- _DO THIS_: Rewrite the stretch from the line containing "Guideline: for every instance of the metal" through the end of the data, keeping every line. Shift each x and y coordinate in the answers up by 65, and leave everything else unchanged.

[Location identification entries]
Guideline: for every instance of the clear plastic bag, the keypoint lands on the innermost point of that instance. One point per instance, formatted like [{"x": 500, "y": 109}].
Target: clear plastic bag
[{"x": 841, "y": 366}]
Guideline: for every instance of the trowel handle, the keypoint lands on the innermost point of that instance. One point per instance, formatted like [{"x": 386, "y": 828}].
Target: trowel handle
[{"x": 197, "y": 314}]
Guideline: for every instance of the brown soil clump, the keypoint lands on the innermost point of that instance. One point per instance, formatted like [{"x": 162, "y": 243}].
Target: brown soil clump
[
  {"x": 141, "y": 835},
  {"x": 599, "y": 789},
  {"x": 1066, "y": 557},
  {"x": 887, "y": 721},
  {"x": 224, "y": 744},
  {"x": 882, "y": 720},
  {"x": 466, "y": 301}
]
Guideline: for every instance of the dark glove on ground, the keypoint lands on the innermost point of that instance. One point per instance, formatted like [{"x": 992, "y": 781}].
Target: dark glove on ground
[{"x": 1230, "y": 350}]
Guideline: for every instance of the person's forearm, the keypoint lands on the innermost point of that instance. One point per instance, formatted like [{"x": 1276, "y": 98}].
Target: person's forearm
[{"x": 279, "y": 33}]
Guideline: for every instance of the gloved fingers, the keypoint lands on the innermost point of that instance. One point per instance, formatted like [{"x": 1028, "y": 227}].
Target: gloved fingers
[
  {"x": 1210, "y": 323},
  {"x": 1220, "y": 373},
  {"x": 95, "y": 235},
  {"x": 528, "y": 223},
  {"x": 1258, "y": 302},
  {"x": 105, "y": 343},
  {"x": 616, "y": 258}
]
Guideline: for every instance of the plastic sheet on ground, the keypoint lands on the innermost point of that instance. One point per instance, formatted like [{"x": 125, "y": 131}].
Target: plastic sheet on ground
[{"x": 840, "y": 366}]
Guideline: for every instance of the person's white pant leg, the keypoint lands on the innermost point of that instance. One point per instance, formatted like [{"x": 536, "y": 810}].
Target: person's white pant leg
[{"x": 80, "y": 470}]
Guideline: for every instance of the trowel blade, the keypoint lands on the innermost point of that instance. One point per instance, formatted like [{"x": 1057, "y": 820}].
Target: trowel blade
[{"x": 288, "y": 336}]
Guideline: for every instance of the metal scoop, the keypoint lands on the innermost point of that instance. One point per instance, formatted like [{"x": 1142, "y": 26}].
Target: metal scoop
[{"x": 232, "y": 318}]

- _COMPLETE ANSWER_:
Guideline: for every instance of the metal scoop, the keypoint lands on the innermost point of that instance. One point per instance, formatted like [{"x": 1142, "y": 26}].
Target: metal scoop
[{"x": 297, "y": 383}]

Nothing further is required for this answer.